Natural-language object grounding data:
--*--
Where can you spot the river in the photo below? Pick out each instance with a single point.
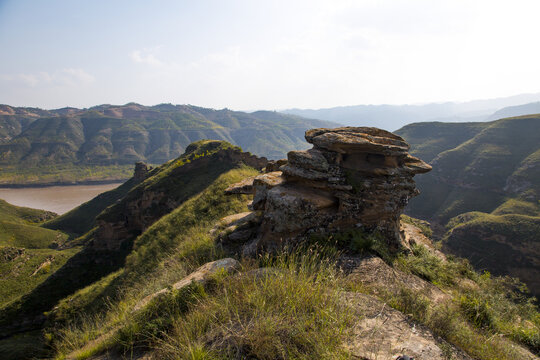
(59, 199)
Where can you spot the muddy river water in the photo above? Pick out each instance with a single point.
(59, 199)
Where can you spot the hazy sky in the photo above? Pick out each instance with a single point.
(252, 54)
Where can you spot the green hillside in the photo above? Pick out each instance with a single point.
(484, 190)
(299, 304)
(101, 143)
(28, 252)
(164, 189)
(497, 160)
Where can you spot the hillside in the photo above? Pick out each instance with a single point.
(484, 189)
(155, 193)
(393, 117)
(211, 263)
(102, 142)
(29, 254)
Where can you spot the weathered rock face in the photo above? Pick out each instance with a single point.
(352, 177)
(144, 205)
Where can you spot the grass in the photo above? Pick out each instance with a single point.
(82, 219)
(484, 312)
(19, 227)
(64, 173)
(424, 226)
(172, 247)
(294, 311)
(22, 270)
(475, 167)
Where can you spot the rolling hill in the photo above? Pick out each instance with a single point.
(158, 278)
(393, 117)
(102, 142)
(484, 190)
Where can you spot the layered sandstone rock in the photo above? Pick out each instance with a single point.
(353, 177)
--*--
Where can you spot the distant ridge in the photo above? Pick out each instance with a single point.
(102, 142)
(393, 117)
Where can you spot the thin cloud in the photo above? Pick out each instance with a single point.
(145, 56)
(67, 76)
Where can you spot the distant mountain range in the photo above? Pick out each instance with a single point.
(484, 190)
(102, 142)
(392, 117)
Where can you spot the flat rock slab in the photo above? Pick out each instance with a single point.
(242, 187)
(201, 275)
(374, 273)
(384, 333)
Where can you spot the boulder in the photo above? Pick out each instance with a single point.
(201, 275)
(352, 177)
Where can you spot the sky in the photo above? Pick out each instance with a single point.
--*--
What this task involves:
Please, from the entries above, set down exactly the lines from the one containing "Where can you spot the thin" through the one containing "Where can you spot the sky", and only those.

Your solution:
Where can you spot the thin cloud in the photo above? Pick out each instance with a single point.
(145, 56)
(67, 76)
Where can you spot the distant mountain range in the photo above? Pick out each instance with a single point.
(484, 190)
(102, 142)
(392, 117)
Where can you spot the flat rock slab in the photo above? Pick out each instance with a single point.
(242, 187)
(201, 275)
(374, 273)
(384, 333)
Where can you spot the boulder in the photo above? Pick out each instance with a single point.
(201, 275)
(352, 177)
Where can you spot the sky in the photo above? Pick out each instance with a single point.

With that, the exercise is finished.